::: Information provided :::

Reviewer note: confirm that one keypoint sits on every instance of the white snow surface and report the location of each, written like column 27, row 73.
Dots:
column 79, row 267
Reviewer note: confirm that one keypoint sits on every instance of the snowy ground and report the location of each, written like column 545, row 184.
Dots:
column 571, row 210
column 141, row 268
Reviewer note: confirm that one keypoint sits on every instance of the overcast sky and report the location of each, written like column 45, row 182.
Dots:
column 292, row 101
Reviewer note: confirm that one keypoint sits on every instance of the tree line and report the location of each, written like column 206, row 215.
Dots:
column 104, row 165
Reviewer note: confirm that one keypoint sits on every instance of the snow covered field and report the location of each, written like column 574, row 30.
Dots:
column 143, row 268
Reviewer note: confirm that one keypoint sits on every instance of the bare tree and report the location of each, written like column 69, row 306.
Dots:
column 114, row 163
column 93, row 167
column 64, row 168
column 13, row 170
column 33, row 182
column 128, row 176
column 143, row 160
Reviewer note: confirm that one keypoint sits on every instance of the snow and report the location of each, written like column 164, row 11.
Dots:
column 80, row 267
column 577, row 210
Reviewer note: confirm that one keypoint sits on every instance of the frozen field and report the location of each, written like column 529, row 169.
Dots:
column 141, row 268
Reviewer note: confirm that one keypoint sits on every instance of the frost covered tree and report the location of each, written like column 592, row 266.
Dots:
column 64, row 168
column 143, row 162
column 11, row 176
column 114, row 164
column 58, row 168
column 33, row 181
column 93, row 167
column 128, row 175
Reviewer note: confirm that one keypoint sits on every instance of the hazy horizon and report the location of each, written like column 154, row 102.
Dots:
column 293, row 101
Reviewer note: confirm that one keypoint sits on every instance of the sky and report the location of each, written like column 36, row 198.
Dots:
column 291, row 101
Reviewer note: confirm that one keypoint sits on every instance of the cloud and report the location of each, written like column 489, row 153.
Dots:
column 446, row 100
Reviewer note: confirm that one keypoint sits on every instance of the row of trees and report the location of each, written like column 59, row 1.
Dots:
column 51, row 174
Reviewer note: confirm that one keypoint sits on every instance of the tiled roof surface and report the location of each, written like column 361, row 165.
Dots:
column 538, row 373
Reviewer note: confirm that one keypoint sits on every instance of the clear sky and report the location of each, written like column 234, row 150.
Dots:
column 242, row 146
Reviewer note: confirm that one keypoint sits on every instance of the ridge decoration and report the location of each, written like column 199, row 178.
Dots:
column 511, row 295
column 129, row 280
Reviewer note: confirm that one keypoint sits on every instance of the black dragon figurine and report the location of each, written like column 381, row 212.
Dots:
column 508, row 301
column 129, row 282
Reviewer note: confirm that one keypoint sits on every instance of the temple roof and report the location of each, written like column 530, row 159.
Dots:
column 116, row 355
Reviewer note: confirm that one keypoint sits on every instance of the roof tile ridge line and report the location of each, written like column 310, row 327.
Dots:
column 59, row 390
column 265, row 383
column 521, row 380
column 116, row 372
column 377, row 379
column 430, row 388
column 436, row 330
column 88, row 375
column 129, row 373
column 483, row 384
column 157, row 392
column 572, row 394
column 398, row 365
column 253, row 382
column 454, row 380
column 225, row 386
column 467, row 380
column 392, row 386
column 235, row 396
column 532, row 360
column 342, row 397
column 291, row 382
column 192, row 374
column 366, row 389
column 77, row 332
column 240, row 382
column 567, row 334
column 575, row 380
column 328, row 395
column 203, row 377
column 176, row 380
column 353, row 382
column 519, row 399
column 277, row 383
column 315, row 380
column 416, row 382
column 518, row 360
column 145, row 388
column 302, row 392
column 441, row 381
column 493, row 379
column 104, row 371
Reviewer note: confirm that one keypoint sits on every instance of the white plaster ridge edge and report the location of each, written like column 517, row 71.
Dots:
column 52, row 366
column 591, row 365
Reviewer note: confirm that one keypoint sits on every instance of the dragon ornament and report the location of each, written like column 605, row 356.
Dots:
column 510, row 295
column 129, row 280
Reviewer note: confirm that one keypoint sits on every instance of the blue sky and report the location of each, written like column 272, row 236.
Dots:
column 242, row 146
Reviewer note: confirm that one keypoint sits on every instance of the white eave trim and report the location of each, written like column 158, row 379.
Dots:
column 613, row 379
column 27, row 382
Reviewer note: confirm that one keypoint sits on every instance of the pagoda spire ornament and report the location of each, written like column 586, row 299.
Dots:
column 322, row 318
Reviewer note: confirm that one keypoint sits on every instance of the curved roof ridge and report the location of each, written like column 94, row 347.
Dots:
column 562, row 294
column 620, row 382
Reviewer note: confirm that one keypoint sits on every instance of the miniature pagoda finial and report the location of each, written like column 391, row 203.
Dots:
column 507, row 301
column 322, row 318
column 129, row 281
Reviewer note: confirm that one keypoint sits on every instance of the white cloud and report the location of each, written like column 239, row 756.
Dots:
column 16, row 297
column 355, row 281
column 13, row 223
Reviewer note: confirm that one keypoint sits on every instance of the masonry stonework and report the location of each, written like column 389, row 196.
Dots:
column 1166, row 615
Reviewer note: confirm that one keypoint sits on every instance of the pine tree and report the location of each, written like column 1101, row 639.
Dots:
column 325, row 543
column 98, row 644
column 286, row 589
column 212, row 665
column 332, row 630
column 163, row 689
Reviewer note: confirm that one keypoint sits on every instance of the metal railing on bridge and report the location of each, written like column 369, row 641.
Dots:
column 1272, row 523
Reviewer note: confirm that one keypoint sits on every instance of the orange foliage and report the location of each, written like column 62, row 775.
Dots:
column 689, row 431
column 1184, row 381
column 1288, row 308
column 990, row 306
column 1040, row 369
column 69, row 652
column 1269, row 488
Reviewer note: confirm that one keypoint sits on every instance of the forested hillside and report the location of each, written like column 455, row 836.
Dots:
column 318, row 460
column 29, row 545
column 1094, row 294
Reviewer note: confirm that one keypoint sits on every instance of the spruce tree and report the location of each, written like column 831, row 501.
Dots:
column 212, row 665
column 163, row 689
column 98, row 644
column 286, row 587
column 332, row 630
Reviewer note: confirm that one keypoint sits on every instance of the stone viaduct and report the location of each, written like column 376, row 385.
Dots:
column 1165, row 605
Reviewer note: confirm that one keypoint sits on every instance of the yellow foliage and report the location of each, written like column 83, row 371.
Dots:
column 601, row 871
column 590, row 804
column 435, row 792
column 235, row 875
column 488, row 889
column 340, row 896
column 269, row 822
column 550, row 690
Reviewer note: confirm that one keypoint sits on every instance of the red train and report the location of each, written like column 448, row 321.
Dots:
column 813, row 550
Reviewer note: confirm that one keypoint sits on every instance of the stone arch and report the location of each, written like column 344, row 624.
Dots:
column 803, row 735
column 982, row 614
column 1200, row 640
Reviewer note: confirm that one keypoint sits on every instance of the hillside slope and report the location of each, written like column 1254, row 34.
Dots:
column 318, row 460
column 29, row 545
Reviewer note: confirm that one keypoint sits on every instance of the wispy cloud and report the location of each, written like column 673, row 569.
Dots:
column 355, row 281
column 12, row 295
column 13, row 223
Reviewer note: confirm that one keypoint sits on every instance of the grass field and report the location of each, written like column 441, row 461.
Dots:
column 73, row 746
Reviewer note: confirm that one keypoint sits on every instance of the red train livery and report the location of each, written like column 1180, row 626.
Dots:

:::

Given problem:
Format all of the material above as a numbered list, one line per item, and leave out any blank lines.

Exercise output:
1. Reviewer note: confirm that one keypoint sits on every instance of the white snow surface and report the location of each, written like column 27, row 73.
2. Dots:
3. column 79, row 267
4. Reviewer note: confirm that one keypoint sits on every instance of the snowy ground and report the location of each, written like column 545, row 184.
5. Dots:
6. column 571, row 210
7. column 141, row 268
8. Reviewer note: confirm that one keypoint sits on every instance of the overcast sky and report the location of each, written like column 45, row 182.
9. Dots:
10. column 292, row 101
11. Reviewer note: confirm that one keypoint sits on every instance of the tree line and report the location of each, written like column 206, row 215.
12. Dots:
13. column 104, row 165
14. Reviewer note: confirm that one keypoint sits on every instance of the snow covered field and report the location of each, written like column 574, row 30.
15. Dots:
16. column 143, row 268
17. Reviewer note: confirm that one keypoint sits on every instance of the bare tree and report the location of each, written like column 69, row 306.
18. Dots:
19. column 114, row 163
20. column 93, row 167
21. column 64, row 168
22. column 13, row 170
23. column 33, row 182
24. column 128, row 176
25. column 143, row 160
26. Reviewer note: confirm that one keypoint sits on every instance of the snow and report the location of each, written like column 164, row 11.
27. Dots:
28. column 80, row 267
29. column 577, row 210
30. Reviewer note: confirm that one keypoint sits on every instance of the frozen field and report the location of each, written like column 529, row 169.
31. Dots:
32. column 141, row 268
33. Reviewer note: confirm that one keypoint sits on every instance of the frost covered tree and report the location of each, written like column 592, row 266.
34. Dots:
35. column 64, row 168
36. column 143, row 162
37. column 11, row 176
38. column 114, row 164
39. column 58, row 168
40. column 33, row 181
41. column 93, row 167
42. column 128, row 175
43. Reviewer note: confirm that one keypoint sits on every instance of the hazy horizon and report the location of each, written like column 154, row 102.
44. Dots:
45. column 293, row 101
46. Reviewer note: confirm that one keypoint sits on every instance of the sky and report the location of each, written like column 36, row 198.
47. Dots:
48. column 291, row 101
49. Reviewer note: confirm that one keypoint sits on every instance of the cloud and report the location of each, written like column 489, row 153.
50. Dots:
51. column 446, row 100
52. Reviewer note: confirm that one keypoint sits on every instance of the row of trees and report the location of each, written like column 59, row 1.
53. Dots:
54. column 51, row 174
55. Reviewer note: confirm that one keypoint sits on every instance of the tiled roof surface and report the location of each, written like column 361, row 165.
56. Dots:
57. column 538, row 373
58. Reviewer note: confirm that one keypoint sits on every instance of the clear sky and report the location of each, written like column 234, row 150.
59. Dots:
60. column 242, row 146
61. Reviewer note: confirm that one keypoint sits on every instance of the ridge decoration and report the location of each, written like column 199, row 178.
62. Dots:
63. column 511, row 295
64. column 129, row 280
65. Reviewer note: confirm that one keypoint sits on every instance of the black dragon figurine and report the location of each, written like column 381, row 212.
66. Dots:
67. column 508, row 301
68. column 129, row 282
69. Reviewer note: confirm that one keypoint sits on every instance of the temple roof and report the location of each, written like column 530, row 159.
70. Dots:
71. column 116, row 355
72. Reviewer note: confirm that one keypoint sits on every instance of the roof tile ridge line and report the location of each, written like column 310, row 327.
73. Dots:
74. column 59, row 390
75. column 265, row 383
76. column 521, row 380
77. column 116, row 372
78. column 377, row 379
79. column 430, row 388
80. column 436, row 330
81. column 88, row 375
82. column 129, row 373
83. column 483, row 384
84. column 157, row 392
85. column 572, row 394
86. column 398, row 365
87. column 253, row 382
88. column 454, row 380
89. column 225, row 386
90. column 467, row 380
91. column 392, row 386
92. column 235, row 396
93. column 532, row 360
94. column 342, row 397
95. column 291, row 382
96. column 192, row 374
97. column 366, row 389
98. column 77, row 332
99. column 240, row 382
100. column 567, row 334
101. column 575, row 380
102. column 328, row 395
103. column 203, row 377
104. column 176, row 380
105. column 353, row 382
106. column 519, row 399
107. column 277, row 383
108. column 315, row 380
109. column 416, row 382
110. column 518, row 360
111. column 145, row 388
112. column 302, row 392
113. column 441, row 381
114. column 493, row 379
115. column 104, row 371
116. Reviewer note: confirm that one keypoint sits on every instance of the white plaster ridge edge and report the location of each, written like column 517, row 71.
117. Dots:
118. column 52, row 366
119. column 591, row 365
120. Reviewer note: confirm that one keypoint sits on every instance of the dragon ornament and report the location of each, written like column 605, row 356.
121. Dots:
122. column 510, row 295
123. column 129, row 280
124. Reviewer note: confirm that one keypoint sits on every instance of the blue sky and report the location of each, written like column 272, row 236.
125. Dots:
126. column 242, row 146
127. Reviewer note: confirm that one keypoint sits on every instance of the white eave trim and report the location of each, written like column 158, row 379.
128. Dots:
129. column 613, row 379
130. column 27, row 382
131. Reviewer note: confirm that one keypoint sits on every instance of the pagoda spire ornament and report the location of each, written like column 586, row 299.
132. Dots:
133. column 322, row 318
134. Reviewer note: confirm that one keypoint sits on every instance of the curved roof ridge and report the location of each, written like column 94, row 347.
135. Dots:
136. column 562, row 294
137. column 620, row 382
138. Reviewer note: confirm that one keypoint sits on every instance of the miniature pagoda finial and report the location of each, written like column 391, row 203.
139. Dots:
140. column 507, row 301
141. column 322, row 318
142. column 129, row 281
143. Reviewer note: confirm that one keypoint sits on every instance of the white cloud and report the location of each, written like column 239, row 756.
144. Dots:
145. column 16, row 297
146. column 355, row 281
147. column 13, row 223
148. Reviewer note: confirm that one keypoint sits on every instance of the masonry stonework and report the location of each, written like column 389, row 196.
149. Dots:
150. column 1166, row 615
151. Reviewer note: confirm that one keypoint sits on every instance of the pine tree and report the location of each, written like column 1101, row 639.
152. Dots:
153. column 325, row 543
154. column 98, row 644
155. column 286, row 589
156. column 212, row 665
157. column 332, row 630
158. column 163, row 689
159. Reviewer note: confirm that one keypoint sits on every instance of the metal railing on bridge and report the location of each, written like column 369, row 641.
160. Dots:
161. column 1272, row 523
162. Reviewer note: confirm that one keypoint sits on every instance of the orange foliage and report the location of each, written like column 62, row 775.
163. Dots:
164. column 689, row 431
165. column 1184, row 381
166. column 1288, row 308
167. column 990, row 306
168. column 1040, row 369
169. column 69, row 652
170. column 1269, row 488
171. Reviewer note: confirm that one keypoint sits on every instance of the forested hillside and report the location of each, written like column 455, row 836.
172. Dots:
173. column 318, row 460
174. column 29, row 545
175. column 1094, row 294
176. Reviewer note: confirm that one keypoint sits on every instance of the spruce tree and report the location of each, written like column 831, row 501.
177. Dots:
178. column 212, row 665
179. column 163, row 689
180. column 98, row 644
181. column 286, row 587
182. column 332, row 630
183. Reviewer note: confirm that one keypoint sits on every instance of the stone viaduct and report the location of each, written like column 376, row 385.
184. Dots:
185. column 1165, row 605
186. Reviewer note: confirm that one keypoint sits on every instance of the yellow foliage and report the location of each, written like column 83, row 371.
187. Dots:
188. column 601, row 871
189. column 590, row 804
190. column 435, row 792
191. column 235, row 875
192. column 488, row 889
193. column 340, row 896
194. column 269, row 822
195. column 550, row 690
196. Reviewer note: confirm that one keypoint sits on every instance of the red train and report the location of each, written like column 448, row 321.
197. Dots:
198. column 813, row 550
199. Reviewer note: confirm that one keypoint sits on every instance of the stone arch and report the location of each, written like column 344, row 624.
200. Dots:
201. column 803, row 735
202. column 982, row 614
203. column 1200, row 640
204. Reviewer note: confirm that one keypoint sits on every instance of the hillside slope and report the location of each, written like column 1254, row 34.
205. Dots:
206. column 318, row 460
207. column 29, row 545
208. Reviewer note: confirm that one keypoint sits on every instance of the wispy cloud and report the location of each, written like column 673, row 569.
209. Dots:
210. column 355, row 281
211. column 12, row 295
212. column 13, row 223
213. Reviewer note: confirm that one keypoint sits on every instance of the grass field and report the location of each, written like column 441, row 461.
214. Dots:
215. column 73, row 746
216. Reviewer note: confirm that one keypoint sits on every instance of the red train livery and report the location of each, written like column 1180, row 626.
217. Dots:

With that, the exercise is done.